Records for point placement:
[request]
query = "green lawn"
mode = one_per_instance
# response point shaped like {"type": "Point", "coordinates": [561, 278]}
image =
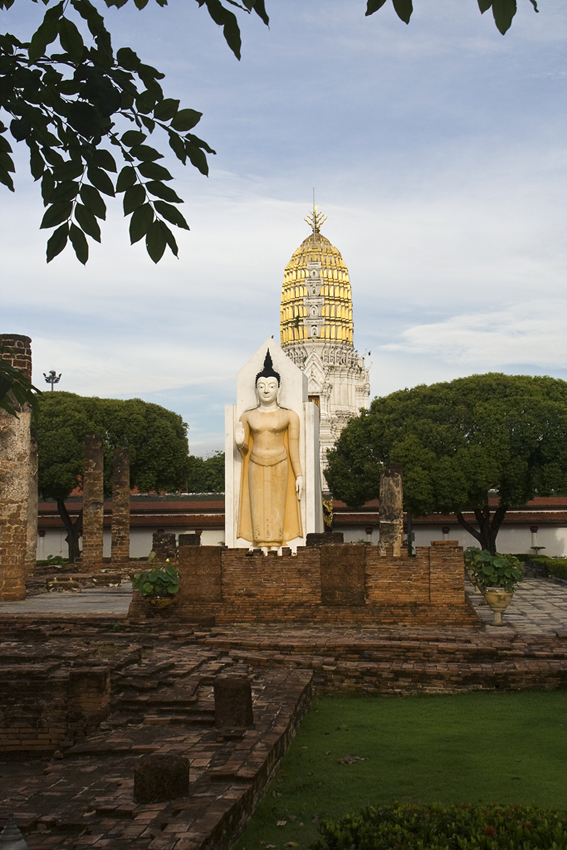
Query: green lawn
{"type": "Point", "coordinates": [473, 748]}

→ **REQUEST**: Please convert these lines into a JSON list of strings, one string per line, skipping blank lines. Leave the pictures out.

→ **THE REPLY**:
[
  "[request]",
  "query = \"green lawn\"",
  "mode = one_per_instance",
  "# response point shaped like {\"type\": \"Point\", \"coordinates\": [561, 278]}",
  "image =",
  "Query: green lawn",
  "{\"type\": \"Point\", \"coordinates\": [473, 748]}"
]